**Problem details**. Pull every line from the material below that contains the word "wearing". Case matters.

**Exercise materials**.
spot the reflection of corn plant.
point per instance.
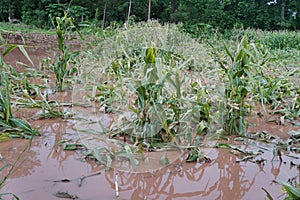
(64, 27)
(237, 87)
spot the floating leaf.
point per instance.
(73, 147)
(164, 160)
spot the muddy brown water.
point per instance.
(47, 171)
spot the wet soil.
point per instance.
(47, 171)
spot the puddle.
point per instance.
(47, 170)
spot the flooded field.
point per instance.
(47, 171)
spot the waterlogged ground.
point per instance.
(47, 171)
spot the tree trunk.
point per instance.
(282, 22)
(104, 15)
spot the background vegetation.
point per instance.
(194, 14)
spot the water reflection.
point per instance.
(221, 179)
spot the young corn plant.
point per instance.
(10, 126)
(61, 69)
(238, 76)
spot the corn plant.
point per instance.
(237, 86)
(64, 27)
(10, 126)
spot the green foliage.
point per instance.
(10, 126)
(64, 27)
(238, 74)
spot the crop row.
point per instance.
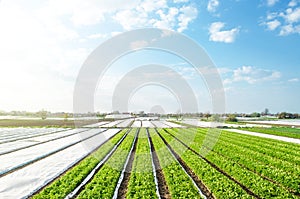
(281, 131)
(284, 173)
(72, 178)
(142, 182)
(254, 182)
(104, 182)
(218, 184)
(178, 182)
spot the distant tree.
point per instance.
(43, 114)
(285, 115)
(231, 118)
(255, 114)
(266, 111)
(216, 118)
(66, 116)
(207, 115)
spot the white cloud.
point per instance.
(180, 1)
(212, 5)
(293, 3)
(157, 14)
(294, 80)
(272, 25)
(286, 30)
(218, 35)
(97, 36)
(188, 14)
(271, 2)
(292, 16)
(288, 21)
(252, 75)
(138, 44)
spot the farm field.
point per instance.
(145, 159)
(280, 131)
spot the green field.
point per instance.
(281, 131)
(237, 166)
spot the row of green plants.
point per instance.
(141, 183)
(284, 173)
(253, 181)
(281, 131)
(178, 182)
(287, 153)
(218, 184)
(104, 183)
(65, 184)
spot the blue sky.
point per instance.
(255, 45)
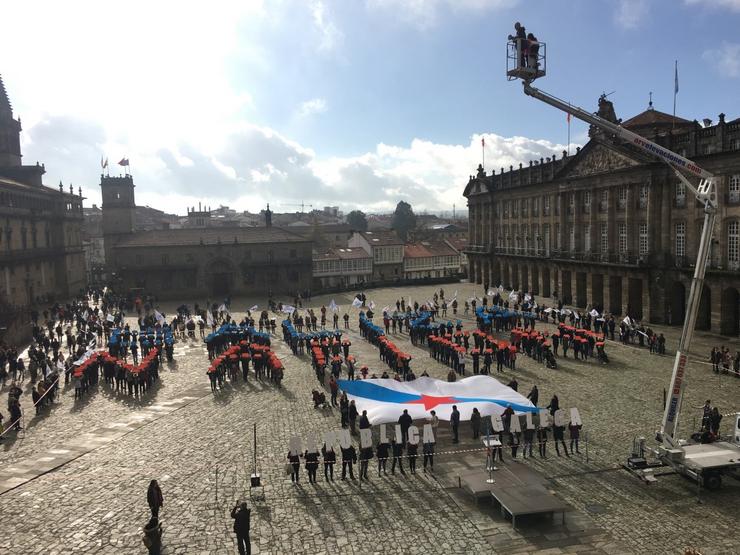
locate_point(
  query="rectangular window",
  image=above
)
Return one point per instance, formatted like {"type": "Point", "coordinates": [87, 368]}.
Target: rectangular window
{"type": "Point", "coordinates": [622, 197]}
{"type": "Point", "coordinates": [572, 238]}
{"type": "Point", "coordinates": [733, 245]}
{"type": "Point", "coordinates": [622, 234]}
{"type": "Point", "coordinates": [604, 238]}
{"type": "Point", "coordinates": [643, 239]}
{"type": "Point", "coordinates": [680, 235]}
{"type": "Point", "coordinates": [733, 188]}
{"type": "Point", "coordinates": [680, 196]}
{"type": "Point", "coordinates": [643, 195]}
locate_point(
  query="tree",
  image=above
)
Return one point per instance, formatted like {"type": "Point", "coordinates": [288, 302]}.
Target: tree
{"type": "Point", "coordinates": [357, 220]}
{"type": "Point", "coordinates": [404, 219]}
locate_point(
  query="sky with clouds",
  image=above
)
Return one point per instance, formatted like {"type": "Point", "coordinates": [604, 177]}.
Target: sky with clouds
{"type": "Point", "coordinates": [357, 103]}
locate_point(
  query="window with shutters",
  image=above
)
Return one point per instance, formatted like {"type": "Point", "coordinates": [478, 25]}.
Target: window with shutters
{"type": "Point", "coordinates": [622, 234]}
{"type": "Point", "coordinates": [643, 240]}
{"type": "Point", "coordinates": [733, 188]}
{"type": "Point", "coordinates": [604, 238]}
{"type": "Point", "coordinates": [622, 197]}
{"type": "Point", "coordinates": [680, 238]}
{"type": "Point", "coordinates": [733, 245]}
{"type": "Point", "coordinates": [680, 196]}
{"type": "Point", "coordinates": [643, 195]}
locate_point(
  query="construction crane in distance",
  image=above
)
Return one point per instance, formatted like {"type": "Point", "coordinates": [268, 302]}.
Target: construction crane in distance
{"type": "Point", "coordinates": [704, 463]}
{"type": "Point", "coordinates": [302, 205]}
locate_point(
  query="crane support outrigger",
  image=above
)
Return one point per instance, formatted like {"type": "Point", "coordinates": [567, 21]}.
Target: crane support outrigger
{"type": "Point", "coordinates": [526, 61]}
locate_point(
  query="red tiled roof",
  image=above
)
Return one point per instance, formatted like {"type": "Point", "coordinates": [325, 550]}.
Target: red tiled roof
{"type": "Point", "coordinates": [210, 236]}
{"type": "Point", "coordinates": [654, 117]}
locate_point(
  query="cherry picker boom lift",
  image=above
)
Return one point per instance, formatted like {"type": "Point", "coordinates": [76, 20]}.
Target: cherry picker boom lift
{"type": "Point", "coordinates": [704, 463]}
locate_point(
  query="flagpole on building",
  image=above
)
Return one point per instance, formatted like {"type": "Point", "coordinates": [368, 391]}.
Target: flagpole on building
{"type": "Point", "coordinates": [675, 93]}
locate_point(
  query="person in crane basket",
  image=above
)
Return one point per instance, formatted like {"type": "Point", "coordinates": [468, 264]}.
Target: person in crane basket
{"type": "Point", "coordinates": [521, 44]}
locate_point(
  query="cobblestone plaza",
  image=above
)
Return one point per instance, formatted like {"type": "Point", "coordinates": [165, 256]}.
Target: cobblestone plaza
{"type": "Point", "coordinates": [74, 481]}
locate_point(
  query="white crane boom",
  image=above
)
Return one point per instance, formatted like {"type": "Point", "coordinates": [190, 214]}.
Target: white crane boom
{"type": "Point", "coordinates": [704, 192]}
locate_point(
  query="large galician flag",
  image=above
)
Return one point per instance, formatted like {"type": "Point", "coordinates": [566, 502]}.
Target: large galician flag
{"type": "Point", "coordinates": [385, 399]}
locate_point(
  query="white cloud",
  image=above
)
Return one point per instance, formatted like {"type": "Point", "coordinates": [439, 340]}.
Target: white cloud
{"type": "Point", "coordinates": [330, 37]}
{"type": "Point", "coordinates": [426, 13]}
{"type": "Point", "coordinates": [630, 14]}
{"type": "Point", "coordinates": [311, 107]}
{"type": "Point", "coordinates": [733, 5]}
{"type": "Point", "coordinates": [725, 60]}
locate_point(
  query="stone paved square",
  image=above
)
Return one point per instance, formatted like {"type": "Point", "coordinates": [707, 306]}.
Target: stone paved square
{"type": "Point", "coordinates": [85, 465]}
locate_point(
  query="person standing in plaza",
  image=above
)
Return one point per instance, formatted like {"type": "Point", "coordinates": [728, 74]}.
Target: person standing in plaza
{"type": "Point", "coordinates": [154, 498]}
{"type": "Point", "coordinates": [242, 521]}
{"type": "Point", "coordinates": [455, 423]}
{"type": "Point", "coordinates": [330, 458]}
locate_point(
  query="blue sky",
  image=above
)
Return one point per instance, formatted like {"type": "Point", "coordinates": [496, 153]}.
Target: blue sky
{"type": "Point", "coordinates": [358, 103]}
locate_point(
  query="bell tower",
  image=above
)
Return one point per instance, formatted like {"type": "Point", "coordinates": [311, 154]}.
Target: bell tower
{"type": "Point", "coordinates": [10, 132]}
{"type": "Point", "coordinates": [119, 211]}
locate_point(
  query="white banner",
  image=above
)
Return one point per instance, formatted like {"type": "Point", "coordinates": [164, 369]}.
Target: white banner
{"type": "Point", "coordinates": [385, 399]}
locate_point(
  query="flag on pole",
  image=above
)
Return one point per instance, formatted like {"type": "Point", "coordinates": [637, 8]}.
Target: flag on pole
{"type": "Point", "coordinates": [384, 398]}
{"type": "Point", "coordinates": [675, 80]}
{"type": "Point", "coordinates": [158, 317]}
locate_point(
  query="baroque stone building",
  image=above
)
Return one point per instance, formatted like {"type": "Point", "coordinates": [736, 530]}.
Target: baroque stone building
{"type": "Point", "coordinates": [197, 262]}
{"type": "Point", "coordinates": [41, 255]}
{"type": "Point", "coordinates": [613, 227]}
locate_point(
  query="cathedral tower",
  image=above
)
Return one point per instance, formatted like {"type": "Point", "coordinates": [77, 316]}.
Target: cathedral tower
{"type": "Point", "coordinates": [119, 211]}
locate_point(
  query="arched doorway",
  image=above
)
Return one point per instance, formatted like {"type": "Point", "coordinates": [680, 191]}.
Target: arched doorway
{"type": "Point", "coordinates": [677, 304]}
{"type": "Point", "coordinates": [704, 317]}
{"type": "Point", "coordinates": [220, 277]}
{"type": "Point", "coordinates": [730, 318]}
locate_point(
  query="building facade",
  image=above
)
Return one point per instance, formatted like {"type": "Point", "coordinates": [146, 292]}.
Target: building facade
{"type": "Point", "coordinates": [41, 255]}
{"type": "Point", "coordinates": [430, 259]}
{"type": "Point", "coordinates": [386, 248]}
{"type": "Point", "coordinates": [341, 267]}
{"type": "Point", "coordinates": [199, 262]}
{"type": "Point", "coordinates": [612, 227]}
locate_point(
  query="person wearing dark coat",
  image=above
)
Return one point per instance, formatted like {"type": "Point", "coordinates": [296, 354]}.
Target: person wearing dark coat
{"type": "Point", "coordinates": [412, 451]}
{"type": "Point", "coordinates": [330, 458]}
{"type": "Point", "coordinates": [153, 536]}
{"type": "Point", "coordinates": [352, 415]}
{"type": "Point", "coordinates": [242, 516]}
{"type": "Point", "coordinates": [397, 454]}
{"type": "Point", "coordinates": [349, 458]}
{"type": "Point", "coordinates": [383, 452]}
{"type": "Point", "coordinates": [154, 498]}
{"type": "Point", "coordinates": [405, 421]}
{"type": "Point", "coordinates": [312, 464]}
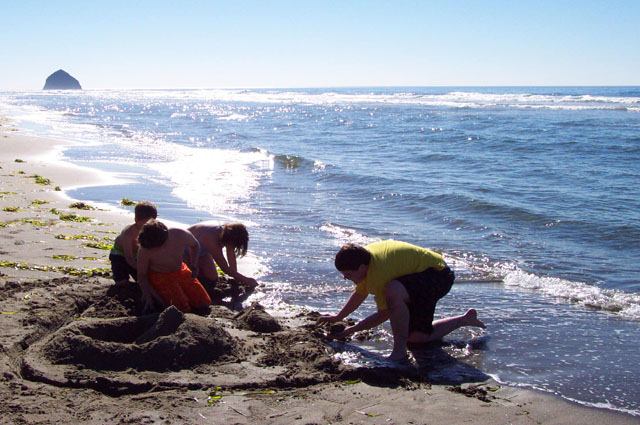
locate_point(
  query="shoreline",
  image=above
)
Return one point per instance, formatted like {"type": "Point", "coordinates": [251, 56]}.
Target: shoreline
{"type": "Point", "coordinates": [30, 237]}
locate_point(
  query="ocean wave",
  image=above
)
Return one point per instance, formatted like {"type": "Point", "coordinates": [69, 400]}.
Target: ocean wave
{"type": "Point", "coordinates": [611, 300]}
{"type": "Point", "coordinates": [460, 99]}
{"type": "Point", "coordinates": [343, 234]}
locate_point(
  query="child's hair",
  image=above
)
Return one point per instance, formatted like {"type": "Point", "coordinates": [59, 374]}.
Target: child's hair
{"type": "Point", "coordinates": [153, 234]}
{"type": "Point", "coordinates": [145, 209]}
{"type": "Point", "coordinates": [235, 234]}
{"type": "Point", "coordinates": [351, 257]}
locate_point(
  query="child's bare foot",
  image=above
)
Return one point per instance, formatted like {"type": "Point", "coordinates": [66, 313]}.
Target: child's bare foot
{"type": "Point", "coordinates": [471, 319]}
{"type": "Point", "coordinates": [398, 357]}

**The answer**.
  query="person wearing dark coat",
Target: person wearing dark coat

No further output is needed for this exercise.